## [Direction]
Set down each of the following lines again, character for character, without changing anything.

--- Start of Entries provided ---

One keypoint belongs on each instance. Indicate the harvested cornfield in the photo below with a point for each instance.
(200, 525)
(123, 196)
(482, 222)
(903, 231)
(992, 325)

--- End of Entries provided ---

## [Exercise output]
One keypoint belongs on each instance. Indicate the harvested cornfield in the photo below with a point for each instance.
(200, 525)
(123, 196)
(482, 222)
(903, 231)
(992, 325)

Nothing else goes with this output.